**Given data**:
□ □ □
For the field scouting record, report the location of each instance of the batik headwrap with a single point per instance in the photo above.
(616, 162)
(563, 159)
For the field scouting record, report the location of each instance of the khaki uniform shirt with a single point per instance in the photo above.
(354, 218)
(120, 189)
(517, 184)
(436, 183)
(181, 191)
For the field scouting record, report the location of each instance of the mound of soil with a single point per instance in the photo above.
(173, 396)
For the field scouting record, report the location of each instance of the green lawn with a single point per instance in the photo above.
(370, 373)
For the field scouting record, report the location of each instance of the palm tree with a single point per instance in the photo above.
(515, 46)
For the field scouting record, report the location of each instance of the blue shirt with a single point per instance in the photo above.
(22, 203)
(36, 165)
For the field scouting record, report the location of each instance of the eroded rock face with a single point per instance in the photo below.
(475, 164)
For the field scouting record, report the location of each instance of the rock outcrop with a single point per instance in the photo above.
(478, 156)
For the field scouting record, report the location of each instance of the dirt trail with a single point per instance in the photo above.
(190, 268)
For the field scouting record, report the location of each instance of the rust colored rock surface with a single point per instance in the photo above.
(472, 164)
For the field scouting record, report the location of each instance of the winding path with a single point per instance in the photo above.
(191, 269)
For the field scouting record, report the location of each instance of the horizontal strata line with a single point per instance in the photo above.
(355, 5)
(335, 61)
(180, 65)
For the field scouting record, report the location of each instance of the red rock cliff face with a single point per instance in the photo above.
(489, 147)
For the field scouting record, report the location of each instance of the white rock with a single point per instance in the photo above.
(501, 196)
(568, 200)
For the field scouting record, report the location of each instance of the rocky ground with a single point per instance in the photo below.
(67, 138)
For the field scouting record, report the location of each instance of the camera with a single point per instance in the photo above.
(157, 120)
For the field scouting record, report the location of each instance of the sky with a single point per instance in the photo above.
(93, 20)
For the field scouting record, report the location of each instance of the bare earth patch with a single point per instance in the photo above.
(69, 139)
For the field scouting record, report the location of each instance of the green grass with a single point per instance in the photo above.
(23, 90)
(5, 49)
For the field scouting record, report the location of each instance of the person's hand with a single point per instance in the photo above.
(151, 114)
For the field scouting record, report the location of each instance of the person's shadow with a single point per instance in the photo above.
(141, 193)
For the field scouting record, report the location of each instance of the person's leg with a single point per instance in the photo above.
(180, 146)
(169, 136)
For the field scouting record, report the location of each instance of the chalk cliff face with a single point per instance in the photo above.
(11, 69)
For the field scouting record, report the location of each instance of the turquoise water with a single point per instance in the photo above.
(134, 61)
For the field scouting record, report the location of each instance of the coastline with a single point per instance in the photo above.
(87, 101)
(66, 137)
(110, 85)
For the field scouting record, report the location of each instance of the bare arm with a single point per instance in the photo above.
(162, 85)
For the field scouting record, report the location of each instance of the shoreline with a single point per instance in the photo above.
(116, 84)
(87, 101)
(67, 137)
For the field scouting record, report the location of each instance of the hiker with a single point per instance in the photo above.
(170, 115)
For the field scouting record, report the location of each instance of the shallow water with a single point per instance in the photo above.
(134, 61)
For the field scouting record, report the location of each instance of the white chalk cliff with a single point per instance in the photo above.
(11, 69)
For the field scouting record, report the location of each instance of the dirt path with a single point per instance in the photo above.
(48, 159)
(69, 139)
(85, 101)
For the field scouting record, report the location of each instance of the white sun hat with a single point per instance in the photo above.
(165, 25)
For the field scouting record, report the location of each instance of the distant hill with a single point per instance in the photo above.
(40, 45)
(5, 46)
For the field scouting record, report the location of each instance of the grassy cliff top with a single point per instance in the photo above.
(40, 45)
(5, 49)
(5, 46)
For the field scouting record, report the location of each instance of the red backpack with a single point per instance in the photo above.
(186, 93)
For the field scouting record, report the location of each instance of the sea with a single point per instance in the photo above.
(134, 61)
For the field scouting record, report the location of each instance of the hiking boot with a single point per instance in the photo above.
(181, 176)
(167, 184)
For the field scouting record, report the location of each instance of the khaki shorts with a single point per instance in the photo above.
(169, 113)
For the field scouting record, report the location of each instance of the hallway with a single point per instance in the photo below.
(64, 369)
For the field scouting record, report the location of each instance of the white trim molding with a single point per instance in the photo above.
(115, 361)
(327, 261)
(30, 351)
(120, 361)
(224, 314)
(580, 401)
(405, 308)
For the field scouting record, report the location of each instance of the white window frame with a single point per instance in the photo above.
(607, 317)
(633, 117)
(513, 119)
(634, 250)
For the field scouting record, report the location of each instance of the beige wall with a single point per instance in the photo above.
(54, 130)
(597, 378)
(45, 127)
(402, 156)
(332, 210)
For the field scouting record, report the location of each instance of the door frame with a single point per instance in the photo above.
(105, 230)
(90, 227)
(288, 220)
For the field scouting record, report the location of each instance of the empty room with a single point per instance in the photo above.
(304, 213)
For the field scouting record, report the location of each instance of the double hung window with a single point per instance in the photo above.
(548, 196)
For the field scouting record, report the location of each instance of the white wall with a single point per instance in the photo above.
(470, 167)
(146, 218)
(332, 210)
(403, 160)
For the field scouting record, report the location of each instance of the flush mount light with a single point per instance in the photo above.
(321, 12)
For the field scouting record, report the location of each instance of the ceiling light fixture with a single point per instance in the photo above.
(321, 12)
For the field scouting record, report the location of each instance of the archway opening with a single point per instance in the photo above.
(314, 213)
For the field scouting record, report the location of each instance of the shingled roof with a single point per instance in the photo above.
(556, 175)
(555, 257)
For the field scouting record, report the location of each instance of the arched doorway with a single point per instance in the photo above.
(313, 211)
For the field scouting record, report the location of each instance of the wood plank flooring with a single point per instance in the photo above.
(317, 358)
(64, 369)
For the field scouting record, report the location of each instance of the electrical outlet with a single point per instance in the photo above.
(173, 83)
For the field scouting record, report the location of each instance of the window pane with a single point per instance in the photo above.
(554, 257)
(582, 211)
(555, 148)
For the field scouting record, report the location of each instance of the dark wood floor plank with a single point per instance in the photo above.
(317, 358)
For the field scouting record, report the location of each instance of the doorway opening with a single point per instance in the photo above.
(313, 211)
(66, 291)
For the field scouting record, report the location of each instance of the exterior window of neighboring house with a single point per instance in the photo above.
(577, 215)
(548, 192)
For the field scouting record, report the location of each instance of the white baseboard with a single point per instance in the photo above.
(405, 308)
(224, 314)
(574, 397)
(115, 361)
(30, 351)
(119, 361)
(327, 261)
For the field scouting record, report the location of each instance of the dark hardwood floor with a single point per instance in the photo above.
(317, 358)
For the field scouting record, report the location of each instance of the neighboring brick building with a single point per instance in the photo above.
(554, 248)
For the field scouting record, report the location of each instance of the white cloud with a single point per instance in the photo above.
□ □ □
Repeat only the stretch of lines starting at the one containing "the white baseboard" and running to the final line of the entries above.

For the field scouting record, report the location of each instance of the white baseboard with a single point per instance in the photo above.
(405, 308)
(224, 314)
(574, 397)
(115, 361)
(30, 351)
(119, 361)
(327, 261)
For the field scouting record, report the location of each instance of the dark hardwood floor with a single point per instance in the photo above.
(317, 358)
For the field scouting record, report the location of each instance of the neighboring brick building with a single point per instance in the photo above.
(554, 248)
For the field scouting record, report the location of each instance of the white cloud with a single point per instance in the photo above.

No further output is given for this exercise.